**Work to complete**
1. The study excerpt notes that online high-pass filtering at 1 Hz could hinder detection of entrained activity at the stimulation rate. In one to three sentences, explain why the authors still consider filtering between 1 and 3 Hz a reliable way to isolate the intrinsic delta oscillation.
2. Reproduce a section of the study excerpt word for word. Begin at the words "Subjects performance was" and stop after "higher stimulation rates.".
═════ Document excerpt ═════
One potential limitation inherent to our recording constraints is that high-pass filtering online at 1 Hz possibly impedes the detection of entrained oscillatory activity at the rate of the stimulation (ranging from 0.83 to 1.25 Hz). According to the notion that neural oscillations are preferentially tuned to a limited range of frequencies—and consistent with other studies that use similar filtering procedures (Stefanics et al. 2010; Wyart et al. 2012)—we reasoned that filtering data between 1 and 3 Hz reliably isolates the intrinsic delta oscillation. This assumption is supported by 2 observations (see also Results): first, we observed consistent phase-locked prestimulus oscillatory activity in this delta (1–3 Hz) band for all tested SOA values. This shows that after several isochronous tones, the beat consistently entrains intrinsic delta-band oscillations across trials regardless of the stimulation frequency. Second, prestimulus accuracy effects on the phase of delta oscillations were reliable regardless of the SOA value. Altogether, this suggests that this procedure reliably captures intrinsic delta-band oscillations and allows assessing how their deployment in time impacts subject accuracy.
Correction for Multiple Comparisons
To assess the statistical difference between the experimental conditions while controlling for multiple comparisons, we performed nonparametric cluster analyses (Maris and Oostenveld 2007) for each of the aforementioned statistical tests. All the results presented are corrected for multiple comparisons using this method unless otherwise stated. This method is based on the comparison of the statistic of clusters of adjacent points (significant at P < 0.05) in the time-, frequency- or sensor-dimension to the same statistic computed on randomly permuted data. The nonparametric statistic was performed by repeating 1000 times the calculation of a permutation test where the experimental conditions are randomly intermixed within each subject. For each of these permutations, we extracted the maximum (absolute value) cluster-level statistic. Finally, we calculated the corrected P-values (reported as Pcorr) by comparing the values of the cluster-level statistics of our original data with the cluster-level statistics of all permutations.
Subjects performance was above chance (76.18 ± 2.32% correct, P < 10−3), and significantly varied as a function of the Delay (F2,18 = 12.26; P < 10−3). Performance was higher for Δt0 (80.31 ± 2.56%, P < 10−3) and Δt150 (85.6 ± 2.77%, P < 10−3) than Δt75 condition (62.6 ± 4.60%, P = 0.01). Overall, subjects' performance slightly decreased with increasing SOA (main effect of SOA (F2,18 = 7.94; P < 10−3; SOA by performance correlation: Pearson's r = −0.22; P < 10−3), suggesting that temporal judgments were more accurate for the higher stimulation rates.
Prestimulus Oscillatory Activity Predicts Behavioral Accuracy
We first assessed the time–frequency profile of responses aligned to the target tones in auditory sensors. Figure 2A shows that target tones elicited a typical power increase in theta band (4–8 Hz) followed by a broadband suppression in alpha (9–14 Hz) and beta (15–25 Hz) bands (Fig. 2A). Conversely, the power in alpha and beta bands increased in the time-period preceding the occurrence of the target. In order to reveal the mechanisms underpinning the anticipation of the forthcoming sound, we sorted the trials as a function of subjects' accuracy (Fig. 2B). By contrasting correct and incorrect trials, we observed that ∼200 ms prior to stimulus appearance, the power in delta (1–3 Hz) and beta (18–22 Hz) frequency bands was significantly higher for correct trials. This effect did not differ between delays (prestimulus −300 to −100 ms Accuracy-by-Delay interaction: delta band: F2, 90 = 0.23; P = 0.78; beta band: F2, 90 = 2.18; P = 0.11), suggesting that the power in these frequency bands co-varied with the accuracy of temporal judgments regardless of the Delay. The contrast between correct and incorrect trials also revealed that correctly anticipated targets were associated with smaller theta band power poststimulus responses. Again, no difference was observed between delays (poststimulus 100–150 ms Accuracy-by-Delay interaction for theta (6–8 Hz) band: F2, 90 = 0.21; P = 0.80).
═════ Data block ═════
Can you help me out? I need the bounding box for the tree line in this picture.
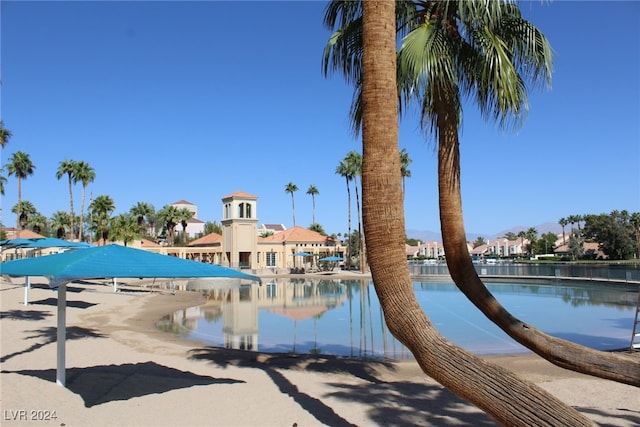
═════
**Response list**
1. The authors rely on the view that neural oscillations are tuned to a limited range of frequencies and on other studies that use similar filtering. Two observations support this: phase-locked prestimulus delta (1–3 Hz) activity was consistent across all tested SOA values, and prestimulus accuracy effects on delta phase were reliable regardless of SOA. Together, these findings suggest that the procedure captures intrinsic delta-band oscillations and allows assessing how their timing affects accuracy.

2.
Subjects performance was above chance (76.18 ± 2.32% correct, P < 10−3), and significantly varied as a function of the Delay (F2,18 = 12.26; P < 10−3). Performance was higher for Δt0 (80.31 ± 2.56%, P < 10−3) and Δt150 (85.6 ± 2.77%, P < 10−3) than Δt75 condition (62.6 ± 4.60%, P = 0.01). Overall, subjects' performance slightly decreased with increasing SOA (main effect of SOA (F2,18 = 7.94; P < 10−3; SOA by performance correlation: Pearson's r = −0.22; P < 10−3), suggesting that temporal judgments were more accurate for the higher stimulation rates.